[EXTRACTO DE PÁGINA]:
Portugal vuelve hoy a las urnas. Lo hace en una segunda vuelta atípica -inédita desde 1986- y tras una primera campaña electoral con récord en número de candidatos: hasta 11. Pero hoy, sólo dos proyectos y completamente antagónicos: el socialismo de Antonio José Seguro o la extrema derecha de André Ventura.
Bianca Silva tiene 23 años. Estudió Ciencias de la Comunicación en la Universidad de Oporto y ahora trabaja en el gabinete de comunicación de un colegio privado. Para ella estas elecciones son algo más que una simple cita electoral. “Siento que estas elecciones pueden ser un momento decisivo para la democracia portuguesa”, explica en conversación con Artículo14.

Las consecuencias de la borrasca Leonardo en Portugal
A ese clima político se ha sumado, además, un elemento inesperado. El paso de la borrasca que ha azotado también a España, ha puesto en jaque a varias regiones del país, que llega hoy a la cita con la duda de elevar la abstención.
“En las zonas más afectadas, muchas personas ni siquiera tienen condiciones para desplazarse hasta las urnas”, señala Bianca, que cree que esta circunstancia “puede acabar distorsionando aún más el resultado”.
A su juicio, incluso tendría sentido “aplazar la votación hasta que estén resueltos al menos los daños principales”, porque ahora mismo hay ciudadanos que no pueden ejercer su derecho al voto en condiciones normales.

El miedo al futuro
Hace tiempo que para los jóvenes la política ha dejado de ser algo lejano. El sentimiento que más se repite, explica, es el miedo al futuro. “El coste de la vida ha aumentado de forma muy significativa y los salarios no acompañan”, resume. Esa combinación genera una sensación de inestabilidad constante, a la que se añade una frustración profunda con los partidos tradicionales.
“Sentimos que no hacen cambios necesarios ni significativos”, apunta, una percepción que ha ido alimentando el descrédito hacia la política clásica y, con él, el crecimiento de la extrema derecha.
Las preocupaciones materiales ocupan el centro del debate cotidiano. Para Bianca, no hay dudas: el coste de la vida y, especialmente, el precio de la vivienda son hoy el principal problema para los jóvenes portugueses. “Es prácticamente imposible alquilar o comprar una casa solo en Portugal”, explica.

[TAREA PENDIENTE]: Resume en dos oraciones el texto sobre la segunda vuelta electoral en Portugal.

[EXTRACTOS DE DATOS]:

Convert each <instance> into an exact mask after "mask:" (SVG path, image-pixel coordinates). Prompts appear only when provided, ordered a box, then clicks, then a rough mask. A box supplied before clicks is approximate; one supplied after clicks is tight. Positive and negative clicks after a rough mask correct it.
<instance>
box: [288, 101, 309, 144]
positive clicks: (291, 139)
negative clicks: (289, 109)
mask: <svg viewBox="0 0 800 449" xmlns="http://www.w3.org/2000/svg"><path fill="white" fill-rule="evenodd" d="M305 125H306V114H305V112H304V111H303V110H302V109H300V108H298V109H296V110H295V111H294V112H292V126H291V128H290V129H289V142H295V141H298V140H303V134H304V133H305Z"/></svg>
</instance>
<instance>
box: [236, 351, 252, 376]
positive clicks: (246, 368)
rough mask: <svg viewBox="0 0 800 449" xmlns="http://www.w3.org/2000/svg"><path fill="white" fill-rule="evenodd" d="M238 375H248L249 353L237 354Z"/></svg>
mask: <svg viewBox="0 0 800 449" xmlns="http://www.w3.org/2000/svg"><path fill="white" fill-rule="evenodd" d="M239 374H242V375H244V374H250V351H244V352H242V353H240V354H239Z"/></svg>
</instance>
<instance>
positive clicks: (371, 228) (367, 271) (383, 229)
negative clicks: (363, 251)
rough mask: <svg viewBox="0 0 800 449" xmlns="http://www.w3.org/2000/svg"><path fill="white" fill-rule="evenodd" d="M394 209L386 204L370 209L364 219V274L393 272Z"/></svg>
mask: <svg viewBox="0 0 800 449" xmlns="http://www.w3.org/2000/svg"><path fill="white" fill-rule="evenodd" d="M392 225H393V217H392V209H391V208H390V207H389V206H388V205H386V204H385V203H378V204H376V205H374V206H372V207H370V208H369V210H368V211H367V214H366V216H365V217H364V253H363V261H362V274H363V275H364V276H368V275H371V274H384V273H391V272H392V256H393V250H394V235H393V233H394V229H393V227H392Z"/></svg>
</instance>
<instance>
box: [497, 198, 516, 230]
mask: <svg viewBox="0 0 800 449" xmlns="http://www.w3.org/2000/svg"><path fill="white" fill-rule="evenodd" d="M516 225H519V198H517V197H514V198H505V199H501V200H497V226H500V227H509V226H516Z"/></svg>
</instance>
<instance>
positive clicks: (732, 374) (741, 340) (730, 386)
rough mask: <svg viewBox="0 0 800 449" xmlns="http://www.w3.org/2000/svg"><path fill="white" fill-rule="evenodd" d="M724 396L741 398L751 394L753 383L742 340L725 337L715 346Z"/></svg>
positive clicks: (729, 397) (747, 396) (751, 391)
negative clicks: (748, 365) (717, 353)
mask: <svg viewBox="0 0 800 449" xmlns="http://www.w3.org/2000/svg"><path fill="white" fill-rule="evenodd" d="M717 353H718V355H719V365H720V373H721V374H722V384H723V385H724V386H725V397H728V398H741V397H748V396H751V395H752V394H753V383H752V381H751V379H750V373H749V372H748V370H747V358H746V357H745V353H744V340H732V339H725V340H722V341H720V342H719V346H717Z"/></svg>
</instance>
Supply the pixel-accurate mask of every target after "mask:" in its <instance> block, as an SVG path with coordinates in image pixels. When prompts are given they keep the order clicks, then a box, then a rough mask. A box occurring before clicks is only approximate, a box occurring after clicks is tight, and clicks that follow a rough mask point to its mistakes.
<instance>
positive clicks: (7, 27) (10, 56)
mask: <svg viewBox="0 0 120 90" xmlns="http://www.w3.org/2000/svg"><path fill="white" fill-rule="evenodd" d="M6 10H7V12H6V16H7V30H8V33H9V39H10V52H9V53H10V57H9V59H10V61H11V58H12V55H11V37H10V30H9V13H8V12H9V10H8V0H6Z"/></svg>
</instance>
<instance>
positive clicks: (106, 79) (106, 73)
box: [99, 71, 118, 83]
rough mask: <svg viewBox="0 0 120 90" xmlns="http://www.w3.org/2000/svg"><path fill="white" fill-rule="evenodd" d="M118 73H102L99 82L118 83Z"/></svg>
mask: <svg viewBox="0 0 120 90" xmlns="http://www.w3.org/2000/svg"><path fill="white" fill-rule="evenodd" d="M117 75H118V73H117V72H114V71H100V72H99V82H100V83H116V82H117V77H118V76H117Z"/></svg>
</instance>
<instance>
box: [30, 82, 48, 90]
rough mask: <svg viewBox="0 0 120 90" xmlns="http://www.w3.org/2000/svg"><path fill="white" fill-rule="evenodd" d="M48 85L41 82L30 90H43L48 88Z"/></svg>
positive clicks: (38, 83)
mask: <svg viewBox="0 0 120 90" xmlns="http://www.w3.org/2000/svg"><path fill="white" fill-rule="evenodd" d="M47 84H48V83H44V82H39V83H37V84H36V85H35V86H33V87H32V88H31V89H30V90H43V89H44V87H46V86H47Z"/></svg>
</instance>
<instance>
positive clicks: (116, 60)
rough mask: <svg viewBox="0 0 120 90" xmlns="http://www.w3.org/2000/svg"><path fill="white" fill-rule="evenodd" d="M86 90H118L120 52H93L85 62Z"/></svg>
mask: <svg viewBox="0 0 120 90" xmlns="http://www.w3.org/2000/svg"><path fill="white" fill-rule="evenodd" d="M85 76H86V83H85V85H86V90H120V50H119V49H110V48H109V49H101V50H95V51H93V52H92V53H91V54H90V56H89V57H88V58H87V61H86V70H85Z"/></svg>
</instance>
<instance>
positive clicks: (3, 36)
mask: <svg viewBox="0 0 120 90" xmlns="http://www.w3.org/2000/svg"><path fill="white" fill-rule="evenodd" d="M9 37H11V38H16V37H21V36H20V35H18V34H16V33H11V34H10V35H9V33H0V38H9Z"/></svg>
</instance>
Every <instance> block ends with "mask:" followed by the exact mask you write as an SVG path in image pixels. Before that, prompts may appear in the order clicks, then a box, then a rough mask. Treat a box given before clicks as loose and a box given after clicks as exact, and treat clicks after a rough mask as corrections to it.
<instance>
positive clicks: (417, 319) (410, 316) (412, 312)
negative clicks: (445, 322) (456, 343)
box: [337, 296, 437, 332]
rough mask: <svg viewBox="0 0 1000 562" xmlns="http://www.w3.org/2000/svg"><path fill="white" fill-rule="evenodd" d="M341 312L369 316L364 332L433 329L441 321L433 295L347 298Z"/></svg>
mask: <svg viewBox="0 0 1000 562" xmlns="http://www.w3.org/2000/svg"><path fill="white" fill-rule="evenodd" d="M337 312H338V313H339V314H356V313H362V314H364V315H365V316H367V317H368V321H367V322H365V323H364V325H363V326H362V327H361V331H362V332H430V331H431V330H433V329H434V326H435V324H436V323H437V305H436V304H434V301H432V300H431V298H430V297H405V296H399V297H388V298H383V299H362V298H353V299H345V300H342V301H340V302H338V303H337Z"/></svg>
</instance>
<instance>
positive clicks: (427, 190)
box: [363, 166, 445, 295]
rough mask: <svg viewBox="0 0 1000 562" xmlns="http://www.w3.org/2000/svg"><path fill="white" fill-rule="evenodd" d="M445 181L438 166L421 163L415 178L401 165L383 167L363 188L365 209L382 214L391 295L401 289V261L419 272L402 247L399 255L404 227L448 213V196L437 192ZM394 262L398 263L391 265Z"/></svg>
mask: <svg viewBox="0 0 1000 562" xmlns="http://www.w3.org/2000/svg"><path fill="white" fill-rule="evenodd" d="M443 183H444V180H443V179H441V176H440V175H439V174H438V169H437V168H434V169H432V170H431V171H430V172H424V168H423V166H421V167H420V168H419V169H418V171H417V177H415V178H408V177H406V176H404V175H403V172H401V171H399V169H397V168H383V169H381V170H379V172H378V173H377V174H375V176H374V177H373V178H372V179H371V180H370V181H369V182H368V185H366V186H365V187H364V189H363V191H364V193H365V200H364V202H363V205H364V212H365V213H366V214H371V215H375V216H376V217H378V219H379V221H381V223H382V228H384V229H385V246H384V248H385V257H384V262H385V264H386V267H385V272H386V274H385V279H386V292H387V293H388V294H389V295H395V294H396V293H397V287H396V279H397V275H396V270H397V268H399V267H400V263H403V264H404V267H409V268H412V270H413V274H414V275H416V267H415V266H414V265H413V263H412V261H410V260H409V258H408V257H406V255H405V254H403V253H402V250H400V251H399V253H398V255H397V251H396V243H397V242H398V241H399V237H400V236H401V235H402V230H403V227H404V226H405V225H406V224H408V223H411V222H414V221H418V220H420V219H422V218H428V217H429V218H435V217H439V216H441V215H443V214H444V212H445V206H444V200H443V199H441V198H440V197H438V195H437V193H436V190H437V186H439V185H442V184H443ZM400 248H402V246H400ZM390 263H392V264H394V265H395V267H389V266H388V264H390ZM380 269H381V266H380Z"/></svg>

[RESULTADO DEL EJERCICIO]: Portugal celebra hoy una segunda vuelta inédita desde 1986 entre el socialismo de Antonio José Seguro y la extrema derecha de André Ventura, y el paso de la borrasca Leonardo hace temer una mayor abstención en las regiones afectadas. Bianca Silva, de 23 años, ve estas elecciones como un momento decisivo para la democracia portuguesa y señala que a los jóvenes les preocupan sobre todo el coste de la vida y la vivienda, junto con la frustración hacia los partidos tradicionales.